• _TO DO_:
Wherever the word "blurred" appears in a line of the data, that line should be copied.

• _EXERCISE MATERIALS_:
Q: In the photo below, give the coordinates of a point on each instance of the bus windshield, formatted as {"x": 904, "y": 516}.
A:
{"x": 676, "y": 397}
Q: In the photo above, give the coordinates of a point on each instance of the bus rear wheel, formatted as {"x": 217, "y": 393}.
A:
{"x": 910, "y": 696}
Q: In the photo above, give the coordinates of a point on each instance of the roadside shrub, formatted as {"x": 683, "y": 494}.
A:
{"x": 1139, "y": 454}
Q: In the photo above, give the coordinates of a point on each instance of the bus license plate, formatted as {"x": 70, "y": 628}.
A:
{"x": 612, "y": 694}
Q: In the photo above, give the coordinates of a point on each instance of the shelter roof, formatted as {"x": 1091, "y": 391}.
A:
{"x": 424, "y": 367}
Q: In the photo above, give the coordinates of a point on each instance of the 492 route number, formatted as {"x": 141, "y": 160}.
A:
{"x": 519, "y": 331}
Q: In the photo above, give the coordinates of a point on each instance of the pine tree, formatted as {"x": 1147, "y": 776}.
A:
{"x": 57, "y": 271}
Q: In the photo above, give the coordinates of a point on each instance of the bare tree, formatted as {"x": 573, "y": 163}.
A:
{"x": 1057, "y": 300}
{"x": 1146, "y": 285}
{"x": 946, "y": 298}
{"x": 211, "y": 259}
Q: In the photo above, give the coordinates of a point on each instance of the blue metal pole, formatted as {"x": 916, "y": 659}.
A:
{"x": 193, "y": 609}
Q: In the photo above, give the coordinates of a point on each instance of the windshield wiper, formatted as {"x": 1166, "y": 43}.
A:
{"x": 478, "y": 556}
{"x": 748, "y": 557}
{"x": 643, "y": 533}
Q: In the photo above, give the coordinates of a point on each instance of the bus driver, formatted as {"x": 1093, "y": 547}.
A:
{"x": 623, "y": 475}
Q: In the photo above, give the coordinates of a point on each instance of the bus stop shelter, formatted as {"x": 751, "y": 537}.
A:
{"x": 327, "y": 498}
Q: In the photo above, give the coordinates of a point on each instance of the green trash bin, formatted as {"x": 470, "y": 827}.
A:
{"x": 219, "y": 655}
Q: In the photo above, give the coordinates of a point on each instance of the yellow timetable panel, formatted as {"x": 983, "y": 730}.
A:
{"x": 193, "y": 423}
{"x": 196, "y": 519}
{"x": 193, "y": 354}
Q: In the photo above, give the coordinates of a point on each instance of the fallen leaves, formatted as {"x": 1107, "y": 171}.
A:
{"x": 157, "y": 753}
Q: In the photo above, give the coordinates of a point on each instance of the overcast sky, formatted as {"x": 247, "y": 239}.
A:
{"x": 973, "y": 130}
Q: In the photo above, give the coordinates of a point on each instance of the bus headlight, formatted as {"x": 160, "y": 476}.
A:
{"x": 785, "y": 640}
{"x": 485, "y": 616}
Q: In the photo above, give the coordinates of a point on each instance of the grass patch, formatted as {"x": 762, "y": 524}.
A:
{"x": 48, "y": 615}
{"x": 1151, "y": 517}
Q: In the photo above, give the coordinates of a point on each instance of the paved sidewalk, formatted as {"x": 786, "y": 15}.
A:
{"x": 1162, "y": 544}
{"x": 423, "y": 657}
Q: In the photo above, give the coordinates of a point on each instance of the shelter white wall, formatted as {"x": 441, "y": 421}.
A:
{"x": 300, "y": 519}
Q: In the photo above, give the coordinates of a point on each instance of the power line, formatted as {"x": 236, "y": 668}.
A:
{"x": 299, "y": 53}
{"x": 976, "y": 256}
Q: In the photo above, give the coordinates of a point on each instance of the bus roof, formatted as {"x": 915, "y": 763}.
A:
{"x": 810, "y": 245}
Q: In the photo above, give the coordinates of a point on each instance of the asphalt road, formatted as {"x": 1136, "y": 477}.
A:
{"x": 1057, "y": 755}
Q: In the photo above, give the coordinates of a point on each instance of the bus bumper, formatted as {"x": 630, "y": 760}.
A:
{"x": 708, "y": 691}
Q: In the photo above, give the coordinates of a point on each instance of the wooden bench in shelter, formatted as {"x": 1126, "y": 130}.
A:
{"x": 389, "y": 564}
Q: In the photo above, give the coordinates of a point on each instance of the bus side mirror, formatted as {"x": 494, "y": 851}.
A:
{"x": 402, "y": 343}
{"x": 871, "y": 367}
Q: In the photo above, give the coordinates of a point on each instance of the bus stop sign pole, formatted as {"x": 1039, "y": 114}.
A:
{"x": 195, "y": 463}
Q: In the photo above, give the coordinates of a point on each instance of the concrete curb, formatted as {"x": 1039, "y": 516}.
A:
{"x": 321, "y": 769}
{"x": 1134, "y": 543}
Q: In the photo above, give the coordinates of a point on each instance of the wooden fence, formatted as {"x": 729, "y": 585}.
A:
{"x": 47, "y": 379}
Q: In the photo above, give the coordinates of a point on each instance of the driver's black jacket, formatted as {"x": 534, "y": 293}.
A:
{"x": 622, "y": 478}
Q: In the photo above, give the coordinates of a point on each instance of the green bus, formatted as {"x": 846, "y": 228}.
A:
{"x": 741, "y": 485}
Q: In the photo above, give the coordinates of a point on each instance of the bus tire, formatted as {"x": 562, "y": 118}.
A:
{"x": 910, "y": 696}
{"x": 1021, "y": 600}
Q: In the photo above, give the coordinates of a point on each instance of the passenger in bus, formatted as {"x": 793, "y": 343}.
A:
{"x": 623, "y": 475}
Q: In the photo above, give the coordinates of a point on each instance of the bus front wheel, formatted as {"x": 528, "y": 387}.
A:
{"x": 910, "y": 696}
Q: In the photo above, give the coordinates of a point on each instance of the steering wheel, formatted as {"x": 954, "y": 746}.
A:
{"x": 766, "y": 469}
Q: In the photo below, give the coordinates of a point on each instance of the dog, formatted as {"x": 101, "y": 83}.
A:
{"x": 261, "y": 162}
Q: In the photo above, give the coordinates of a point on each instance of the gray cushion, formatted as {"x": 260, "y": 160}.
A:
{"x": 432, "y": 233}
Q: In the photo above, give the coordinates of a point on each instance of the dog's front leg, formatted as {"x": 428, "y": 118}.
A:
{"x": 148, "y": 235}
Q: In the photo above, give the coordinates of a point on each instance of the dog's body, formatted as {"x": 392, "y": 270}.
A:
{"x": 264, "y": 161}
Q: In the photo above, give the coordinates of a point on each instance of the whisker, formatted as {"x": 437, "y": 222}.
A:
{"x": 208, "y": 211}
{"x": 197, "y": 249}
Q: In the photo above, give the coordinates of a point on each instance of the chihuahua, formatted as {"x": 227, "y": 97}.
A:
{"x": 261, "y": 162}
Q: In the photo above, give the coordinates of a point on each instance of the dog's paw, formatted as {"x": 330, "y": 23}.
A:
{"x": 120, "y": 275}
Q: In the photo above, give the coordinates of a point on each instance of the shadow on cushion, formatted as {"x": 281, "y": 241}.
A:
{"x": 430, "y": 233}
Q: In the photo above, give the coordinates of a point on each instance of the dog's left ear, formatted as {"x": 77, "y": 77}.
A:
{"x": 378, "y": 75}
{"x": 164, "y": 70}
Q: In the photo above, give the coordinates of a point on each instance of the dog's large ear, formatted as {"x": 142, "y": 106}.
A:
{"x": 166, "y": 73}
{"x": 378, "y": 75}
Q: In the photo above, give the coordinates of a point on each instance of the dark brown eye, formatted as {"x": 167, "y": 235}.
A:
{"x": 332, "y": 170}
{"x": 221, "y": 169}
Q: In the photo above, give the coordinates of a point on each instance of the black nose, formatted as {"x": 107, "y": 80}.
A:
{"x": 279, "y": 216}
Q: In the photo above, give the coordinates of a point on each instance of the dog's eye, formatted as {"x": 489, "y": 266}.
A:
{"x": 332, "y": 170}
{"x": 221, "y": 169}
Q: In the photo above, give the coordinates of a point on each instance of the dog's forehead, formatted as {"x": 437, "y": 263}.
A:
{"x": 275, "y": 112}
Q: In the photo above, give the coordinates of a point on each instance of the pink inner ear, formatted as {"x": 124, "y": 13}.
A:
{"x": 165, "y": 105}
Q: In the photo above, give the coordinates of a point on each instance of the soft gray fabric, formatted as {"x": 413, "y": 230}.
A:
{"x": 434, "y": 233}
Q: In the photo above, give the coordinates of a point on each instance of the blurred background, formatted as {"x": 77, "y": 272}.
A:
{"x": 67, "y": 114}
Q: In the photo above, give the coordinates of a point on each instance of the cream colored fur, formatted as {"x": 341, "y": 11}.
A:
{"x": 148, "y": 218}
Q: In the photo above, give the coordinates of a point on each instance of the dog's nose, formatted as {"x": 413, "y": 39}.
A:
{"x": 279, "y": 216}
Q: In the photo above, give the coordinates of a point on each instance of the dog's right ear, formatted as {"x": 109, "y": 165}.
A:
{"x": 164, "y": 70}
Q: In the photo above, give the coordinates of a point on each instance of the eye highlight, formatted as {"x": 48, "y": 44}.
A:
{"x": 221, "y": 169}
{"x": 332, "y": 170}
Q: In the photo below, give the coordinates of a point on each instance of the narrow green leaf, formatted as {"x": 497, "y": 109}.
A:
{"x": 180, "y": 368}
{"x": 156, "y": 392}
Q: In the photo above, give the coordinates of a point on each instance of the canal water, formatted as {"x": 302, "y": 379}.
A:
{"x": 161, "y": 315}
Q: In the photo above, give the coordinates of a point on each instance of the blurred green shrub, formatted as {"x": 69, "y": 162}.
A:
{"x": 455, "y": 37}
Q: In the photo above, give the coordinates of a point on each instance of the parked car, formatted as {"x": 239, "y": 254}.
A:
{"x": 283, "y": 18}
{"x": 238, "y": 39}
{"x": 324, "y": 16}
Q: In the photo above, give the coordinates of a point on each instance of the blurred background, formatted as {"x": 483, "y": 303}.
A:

• _COMPLETED TASK_:
Q: In the photo above, give the coordinates of a point on each instance of the blurred background, formatted as {"x": 77, "y": 272}.
Q: In the photo above, give the coordinates of a point on each instance of the blurred green shrub, formatted as {"x": 69, "y": 162}.
Q: In the photo above, give the coordinates of a point on each instance of the blurred background, formatted as {"x": 483, "y": 303}.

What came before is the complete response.